EXERCISE DIRECTIONS
Nothing in the records should differ when you write them out again.

RECORDED DATA Block Start

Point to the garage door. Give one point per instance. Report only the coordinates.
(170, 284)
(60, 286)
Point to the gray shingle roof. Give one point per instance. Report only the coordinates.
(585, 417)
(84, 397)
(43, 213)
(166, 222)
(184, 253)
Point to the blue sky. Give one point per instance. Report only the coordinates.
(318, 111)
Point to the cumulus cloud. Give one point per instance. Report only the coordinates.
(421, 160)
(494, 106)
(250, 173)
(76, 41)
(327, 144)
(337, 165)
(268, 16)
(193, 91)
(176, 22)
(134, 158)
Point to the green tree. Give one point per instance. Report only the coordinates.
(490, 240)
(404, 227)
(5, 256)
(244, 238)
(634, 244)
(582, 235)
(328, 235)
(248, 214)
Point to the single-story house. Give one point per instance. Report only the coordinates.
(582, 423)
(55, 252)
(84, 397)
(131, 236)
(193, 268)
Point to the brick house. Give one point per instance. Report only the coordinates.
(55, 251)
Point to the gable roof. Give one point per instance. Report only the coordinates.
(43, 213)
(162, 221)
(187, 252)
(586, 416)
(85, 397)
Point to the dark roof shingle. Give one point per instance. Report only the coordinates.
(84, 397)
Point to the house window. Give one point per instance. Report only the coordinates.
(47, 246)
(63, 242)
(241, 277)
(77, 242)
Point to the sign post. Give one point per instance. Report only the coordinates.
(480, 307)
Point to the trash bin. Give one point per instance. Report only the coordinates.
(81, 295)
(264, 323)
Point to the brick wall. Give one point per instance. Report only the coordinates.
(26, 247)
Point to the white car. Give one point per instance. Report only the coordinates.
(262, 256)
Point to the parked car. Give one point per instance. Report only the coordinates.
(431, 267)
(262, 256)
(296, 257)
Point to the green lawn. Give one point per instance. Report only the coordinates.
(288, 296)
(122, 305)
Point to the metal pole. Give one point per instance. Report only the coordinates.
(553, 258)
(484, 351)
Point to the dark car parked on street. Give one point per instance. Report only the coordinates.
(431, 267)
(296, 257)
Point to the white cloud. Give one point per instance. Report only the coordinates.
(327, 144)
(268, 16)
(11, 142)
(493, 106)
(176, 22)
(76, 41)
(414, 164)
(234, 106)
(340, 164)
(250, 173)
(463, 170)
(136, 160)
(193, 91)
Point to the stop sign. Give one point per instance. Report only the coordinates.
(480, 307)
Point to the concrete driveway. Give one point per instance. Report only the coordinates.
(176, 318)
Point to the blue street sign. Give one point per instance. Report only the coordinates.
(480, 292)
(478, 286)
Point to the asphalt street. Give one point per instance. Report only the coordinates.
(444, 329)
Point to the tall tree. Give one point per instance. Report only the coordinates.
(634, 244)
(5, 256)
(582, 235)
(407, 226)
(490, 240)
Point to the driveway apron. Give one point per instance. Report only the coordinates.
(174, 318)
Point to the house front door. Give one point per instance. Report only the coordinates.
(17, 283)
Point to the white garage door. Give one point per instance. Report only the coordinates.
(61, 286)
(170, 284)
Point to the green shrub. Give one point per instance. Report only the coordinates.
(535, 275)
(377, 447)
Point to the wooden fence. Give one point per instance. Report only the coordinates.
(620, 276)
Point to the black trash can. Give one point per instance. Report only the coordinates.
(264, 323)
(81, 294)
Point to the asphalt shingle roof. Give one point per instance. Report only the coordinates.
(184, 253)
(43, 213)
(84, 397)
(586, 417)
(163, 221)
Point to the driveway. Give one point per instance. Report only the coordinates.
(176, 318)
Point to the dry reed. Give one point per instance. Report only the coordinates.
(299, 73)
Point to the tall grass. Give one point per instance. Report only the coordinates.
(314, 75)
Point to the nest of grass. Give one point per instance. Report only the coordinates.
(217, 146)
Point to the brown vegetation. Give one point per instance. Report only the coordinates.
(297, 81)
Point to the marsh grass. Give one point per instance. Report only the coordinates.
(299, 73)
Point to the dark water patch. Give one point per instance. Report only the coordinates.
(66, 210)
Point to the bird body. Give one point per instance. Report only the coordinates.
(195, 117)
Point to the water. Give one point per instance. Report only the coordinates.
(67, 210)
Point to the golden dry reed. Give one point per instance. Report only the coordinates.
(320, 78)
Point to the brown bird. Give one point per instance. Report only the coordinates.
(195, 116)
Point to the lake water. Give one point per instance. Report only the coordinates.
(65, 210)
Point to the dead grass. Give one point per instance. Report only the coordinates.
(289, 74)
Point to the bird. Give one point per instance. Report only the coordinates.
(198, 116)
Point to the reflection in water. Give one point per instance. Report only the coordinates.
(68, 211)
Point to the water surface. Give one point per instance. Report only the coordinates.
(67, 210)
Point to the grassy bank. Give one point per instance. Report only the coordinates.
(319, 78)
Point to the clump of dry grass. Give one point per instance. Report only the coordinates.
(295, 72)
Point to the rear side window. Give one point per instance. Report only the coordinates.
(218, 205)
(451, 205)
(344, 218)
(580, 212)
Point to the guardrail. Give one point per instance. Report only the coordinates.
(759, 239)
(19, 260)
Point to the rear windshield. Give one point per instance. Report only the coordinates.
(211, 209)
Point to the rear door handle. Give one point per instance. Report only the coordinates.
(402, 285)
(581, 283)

RECORDED DATA Block End

ANSWER FOR THE TASK
Point to the garage door. Give one point per instance. Report only the coordinates.
(170, 284)
(60, 286)
Point to the gray shingle roof. Give one point per instance. Report only the coordinates.
(585, 417)
(84, 397)
(43, 213)
(166, 222)
(184, 253)
Point to the blue sky. Give one point per instance. Report only the coordinates.
(318, 111)
Point to the cumulus cloud. Give one point per instance. Report only the coordinates.
(421, 160)
(494, 106)
(250, 173)
(76, 41)
(327, 144)
(337, 165)
(268, 16)
(193, 91)
(176, 22)
(134, 158)
Point to the green tree. Give one point per instance. Report only the coordinates.
(490, 240)
(404, 227)
(5, 256)
(244, 238)
(634, 244)
(582, 235)
(328, 235)
(248, 214)
Point to the single-story house. Give one point per instance. Report only the coordinates.
(582, 423)
(55, 252)
(84, 397)
(131, 236)
(193, 268)
Point to the brick house. Give one point per instance. Report only the coordinates.
(55, 251)
Point to the gable roof. Give one point per instance. Report only the coordinates.
(43, 213)
(162, 221)
(187, 252)
(586, 416)
(85, 397)
Point to the dark roof shingle. Give one point per instance. Report only the coordinates.
(84, 397)
Point to the house window. Give one point per instance. Report only the coordinates.
(47, 246)
(63, 242)
(241, 277)
(77, 242)
Point to the sign post. Give one point per instance. Report only the coordinates.
(480, 307)
Point to the trash bin. Give one point per instance. Report only the coordinates.
(81, 295)
(264, 323)
Point to the brick wall. Give one point per instance. Report only the coordinates.
(26, 247)
Point to the white car. Give one point per instance. Report only the coordinates.
(262, 256)
Point to the parked car. Give one point per instance. Report only the coordinates.
(431, 267)
(262, 256)
(296, 257)
Point to the green lawn. Give one point per instance. Report only the coordinates.
(288, 296)
(122, 305)
Point to the metal pole. Give one point per instance. Report only the coordinates.
(553, 258)
(484, 351)
Point to the dark car parked on street. Give one point per instance. Report only the coordinates.
(431, 267)
(296, 257)
Point to the white cloud. Give one point per instance. Report only the coordinates.
(327, 144)
(268, 16)
(11, 142)
(493, 106)
(176, 22)
(76, 41)
(414, 164)
(234, 106)
(340, 164)
(250, 173)
(463, 170)
(136, 160)
(193, 91)
Point to the stop sign. Give one point per instance. Report only the coordinates.
(480, 307)
Point to the concrete driveway. Give one point per instance. Report only the coordinates.
(176, 318)
Point to the blue street sign. Give one point per instance. Report only the coordinates.
(480, 292)
(478, 286)
Point to the asphalt street. Give one point per instance. Report only the coordinates.
(444, 329)
Point to the tall tree. Give one point per instance. Report only the coordinates.
(634, 244)
(5, 256)
(582, 235)
(407, 226)
(490, 240)
Point to the driveway apron. Give one point per instance. Report only the coordinates.
(174, 318)
Point to the house front door. Give one point per instance. Report only the coordinates.
(17, 283)
Point to the white garage door. Give one point per instance. Report only the coordinates.
(61, 286)
(170, 284)
Point to the green shrub. Give one point per instance. Report only the coordinates.
(535, 275)
(377, 447)
Point to the wooden fence. Give one point per instance. Report only the coordinates.
(620, 276)
Point to the black trash can. Give one point per instance. Report only the coordinates.
(264, 323)
(81, 294)
Point to the asphalt shingle roof. Give one point per instance. Report only the coordinates.
(184, 253)
(43, 213)
(84, 397)
(586, 417)
(163, 221)
Point to the driveway. Give one point per instance. Report only the coordinates.
(176, 318)
Point to the dry reed. Give one point per instance. Report only the coordinates.
(299, 73)
Point to the tall grass. Give one point per instance. Report only the coordinates.
(314, 75)
Point to the nest of grass. Give one point per instance. Report only the coordinates.
(217, 146)
Point to the brown vegetation. Give one point per instance. Report only the coordinates.
(297, 81)
Point to the marsh grass. Give one point per instance. Report only the coordinates.
(299, 73)
Point to the dark water patch. Give one point per instance. Report only the coordinates.
(66, 210)
Point to the bird body. Give one point per instance. Report only the coordinates.
(195, 117)
Point to the water. Give one point per instance. Report only the coordinates.
(67, 210)
Point to the golden dry reed. Give one point per instance. Report only the coordinates.
(320, 78)
Point to the brown bird. Give one point per instance. Report only the coordinates.
(195, 116)
Point to the lake water. Give one point per instance. Report only the coordinates.
(65, 210)
Point to the dead grass. Give one point per instance. Report only the coordinates.
(289, 74)
Point to the bird. Give one point per instance. Report only the coordinates.
(198, 116)
Point to the reflection in water. Give one point per instance. Report only the coordinates.
(68, 211)
Point to the water surface. Give one point per instance. Report only the coordinates.
(67, 210)
Point to the grassy bank. Give one point per instance. Report only the coordinates.
(319, 78)
Point to the clump of dry grass. Give one point per instance. Report only the coordinates.
(295, 72)
Point to the rear side window. Give one point per instance. Report only the coordinates.
(218, 205)
(451, 205)
(344, 218)
(580, 212)
Point to the guardrail. Give one point per instance. Report only the coordinates.
(759, 239)
(19, 260)
Point to the rear windshield. Give one point per instance. Report only the coordinates.
(211, 209)
Point to the rear door handle. Give one point per instance. Report only the coordinates.
(402, 285)
(581, 283)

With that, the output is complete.